[Natural-language object grounding data]
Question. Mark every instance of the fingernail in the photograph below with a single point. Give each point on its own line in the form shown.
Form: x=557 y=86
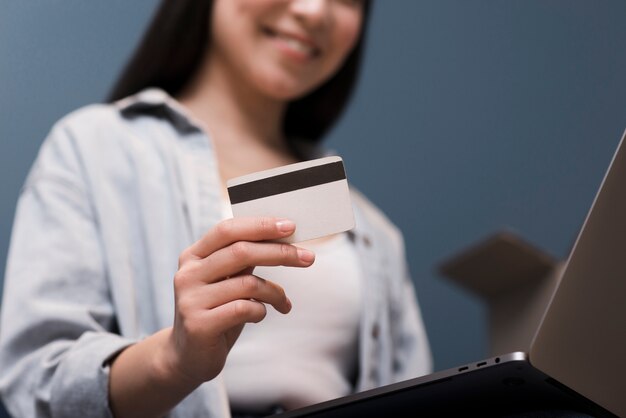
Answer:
x=306 y=256
x=285 y=225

- [TASK TO COMPLETE]: Keep the pictures out and write out the records exactly.

- [FINAL ANSWER]:
Question. Mark every instance of the fingernail in the photograph below with a single point. Give each point on its own line in the form shown.
Form: x=557 y=86
Answer:
x=306 y=256
x=285 y=225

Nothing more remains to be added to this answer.